▶ [TASK]: Pull out every line in the entries below that contains the word "bounding", and copy each of those lines in full.

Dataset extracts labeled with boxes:
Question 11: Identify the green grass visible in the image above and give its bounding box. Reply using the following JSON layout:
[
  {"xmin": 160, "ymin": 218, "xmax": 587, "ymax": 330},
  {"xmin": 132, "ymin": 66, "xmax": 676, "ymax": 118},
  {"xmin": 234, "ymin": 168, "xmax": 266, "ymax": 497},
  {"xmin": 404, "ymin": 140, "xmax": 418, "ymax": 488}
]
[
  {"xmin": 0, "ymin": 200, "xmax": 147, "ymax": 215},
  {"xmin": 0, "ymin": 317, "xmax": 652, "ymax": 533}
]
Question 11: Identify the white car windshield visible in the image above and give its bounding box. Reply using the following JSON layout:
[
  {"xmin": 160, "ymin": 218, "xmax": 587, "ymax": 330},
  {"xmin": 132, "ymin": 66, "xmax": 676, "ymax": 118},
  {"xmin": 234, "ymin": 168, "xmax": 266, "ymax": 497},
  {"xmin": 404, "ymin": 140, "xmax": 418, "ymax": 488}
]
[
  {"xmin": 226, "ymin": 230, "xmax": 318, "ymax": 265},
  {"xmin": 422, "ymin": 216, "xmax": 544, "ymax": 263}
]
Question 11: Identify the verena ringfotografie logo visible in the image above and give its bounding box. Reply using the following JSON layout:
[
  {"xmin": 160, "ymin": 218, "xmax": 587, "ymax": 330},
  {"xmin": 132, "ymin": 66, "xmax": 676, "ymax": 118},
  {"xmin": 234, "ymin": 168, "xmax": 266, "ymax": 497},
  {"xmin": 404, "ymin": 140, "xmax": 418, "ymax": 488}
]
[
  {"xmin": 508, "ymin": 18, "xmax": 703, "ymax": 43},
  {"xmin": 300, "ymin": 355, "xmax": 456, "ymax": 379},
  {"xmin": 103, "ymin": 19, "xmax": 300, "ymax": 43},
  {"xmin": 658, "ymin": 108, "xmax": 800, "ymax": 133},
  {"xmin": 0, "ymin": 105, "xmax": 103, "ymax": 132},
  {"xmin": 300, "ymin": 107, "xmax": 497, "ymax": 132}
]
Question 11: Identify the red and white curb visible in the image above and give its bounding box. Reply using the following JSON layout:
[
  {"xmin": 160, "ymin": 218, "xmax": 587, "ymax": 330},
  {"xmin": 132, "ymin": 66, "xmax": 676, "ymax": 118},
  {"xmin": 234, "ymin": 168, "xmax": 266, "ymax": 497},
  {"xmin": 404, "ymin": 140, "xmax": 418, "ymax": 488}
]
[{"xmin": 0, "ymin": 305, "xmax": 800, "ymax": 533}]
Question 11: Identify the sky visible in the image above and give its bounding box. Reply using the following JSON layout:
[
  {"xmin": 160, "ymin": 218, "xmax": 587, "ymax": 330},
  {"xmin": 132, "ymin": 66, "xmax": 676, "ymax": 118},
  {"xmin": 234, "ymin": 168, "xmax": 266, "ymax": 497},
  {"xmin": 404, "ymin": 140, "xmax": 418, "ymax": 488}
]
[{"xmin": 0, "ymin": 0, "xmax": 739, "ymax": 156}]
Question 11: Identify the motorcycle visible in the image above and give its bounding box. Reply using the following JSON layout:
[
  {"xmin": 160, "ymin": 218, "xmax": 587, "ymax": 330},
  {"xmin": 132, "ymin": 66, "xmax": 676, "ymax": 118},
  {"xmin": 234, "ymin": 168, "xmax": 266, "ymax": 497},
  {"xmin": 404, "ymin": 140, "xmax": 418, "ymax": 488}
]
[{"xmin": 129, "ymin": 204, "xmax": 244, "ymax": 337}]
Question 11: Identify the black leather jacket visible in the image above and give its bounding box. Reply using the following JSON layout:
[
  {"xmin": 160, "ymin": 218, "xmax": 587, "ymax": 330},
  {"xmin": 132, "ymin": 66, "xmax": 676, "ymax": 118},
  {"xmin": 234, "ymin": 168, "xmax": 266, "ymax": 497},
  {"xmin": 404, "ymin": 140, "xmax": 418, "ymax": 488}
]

▶ [ANSWER TO THIS EXERCISE]:
Question 11: Identify the green grass visible in the image above and give its bounding box. Reply using the following JSON layout:
Question 11: Identify the white car windshield visible in the image above and give its bounding box. Reply using the following JSON layout:
Question 11: Identify the verena ringfotografie logo visible in the image above and give its bounding box. Reply using the following JSON layout:
Question 11: Identify the red and white curb visible in the image above and give its bounding box. Reply using the following JSON layout:
Question 11: Identify the sky visible in the image above and give its bounding box. Reply using the following JSON layout:
Question 11: Identify the motorcycle visible in the image above and give its bounding box. Reply using the following JSON layout:
Question 11: Identify the black leather jacket visible in the image above and give its bounding box. Reply using the following JSON layout:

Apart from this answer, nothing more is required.